### Source extract
━━━━━━━━

I need my mommy halo. I have selfishly wanted to pee alone and enjoyed the bliss of drugs during labor. And now I'm pregnant again! When will it arrive?
Humor Parenting

Excuse Me, But Where’s My Mommy Halo?

I need my mommy halo. I have selfishly wanted to pee alone and enjoyed the bliss of drugs during labor. And now I'm pregnant again! When will it arrive?

By Michelle Tan of The Secret Diary of Agent Spitback

To the person in charge of giving out mommy halos,

Excuse me, but where’s my mommy halo? I am not sure, but was it an honest mistake that you missed me when you were giving them out?

You know, the halo I pre-pre-ordered when I found out I was pregnant with my first child? Gold-plated, self-illuminating, limited edition, and monogrammed with pre-paid postage?

The one that would instantly flip my base human desires and make me “good,” almost saintly, in fact?

The halo that would magically turn off my selfish desires, my mothertrucking swearing ways, my Pina Colada sun downing habit, my killer stiletto fetishes and junk food addiction, and my pole dancing impulses and somehow turn me into a softly spoken, calm and patient Mother Teresa, paragon of high moral virtue and lover of high fiber but completely tasteless breakfasts?

I was quite disappointed that even though I pre-ordered the halo before the official due date of my first child, it never arrived. I am almost ashamed to say that I had to forego my drug-free, 100% natural birth plan in which I would crawl on my hands and knees and give birth on my garden bed, in tune to the chirping of the birds, and instead had to have my baby in a hospital. Worse, I even had the audacity to ask for — no, demand — drugs, and the birth was then live broadcasted in 1064 cuss words to one doctor, three nurses and one husband.

I was sure my halo would arrive the next morning, so I bravely ticked the “healthy” option for breakfast as I was, after all, a mother now. My old, unhealthy eating habits would automatically be extinguished, I was sure, but I knew something was wrong when I gagged at the porridge they served and used the wholegrain rye bread as my maternity pad. I made my husband buy me a Krispy Kreme and a Big Mac meal for breakfast because my body demanded them. My body just could not process that it was a mother now and that I was supposed to LIKE eating food that I cannot spell or pronounce — like kale, chia or quinoa.

━━━━━━━━

### Exercise set
[1] Please reproduce the stretch of the mommy halo essay from "Excuse me, but where’s my mommy halo? I" through "saintly, in fact?".
[2] In the mommy halo essay, what did the writer make her husband buy her for breakfast?
The rows after the mommy halo essay are separate material.

━━━━━━━━

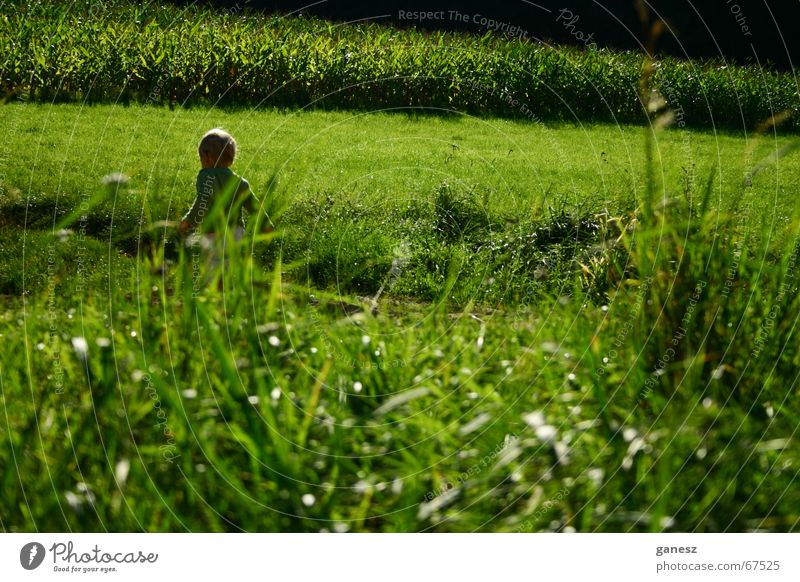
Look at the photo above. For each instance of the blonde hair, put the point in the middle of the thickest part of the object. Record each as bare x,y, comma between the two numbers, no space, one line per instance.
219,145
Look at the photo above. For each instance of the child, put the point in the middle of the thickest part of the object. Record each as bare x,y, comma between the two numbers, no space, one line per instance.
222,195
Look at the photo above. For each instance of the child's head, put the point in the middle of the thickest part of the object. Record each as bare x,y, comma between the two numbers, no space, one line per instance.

━━━━━━━━

### Answers for this exercise
[1]
Excuse me, but where’s my mommy halo? I am not sure, but was it an honest mistake that you missed me when you were giving them out?

You know, the halo I pre-pre-ordered when I found out I was pregnant with my first child? Gold-plated, self-illuminating, limited edition, and monogrammed with pre-paid postage?

The one that would instantly flip my base human desires and make me “good,” almost saintly, in fact?

[2] A Krispy Kreme and a Big Mac meal.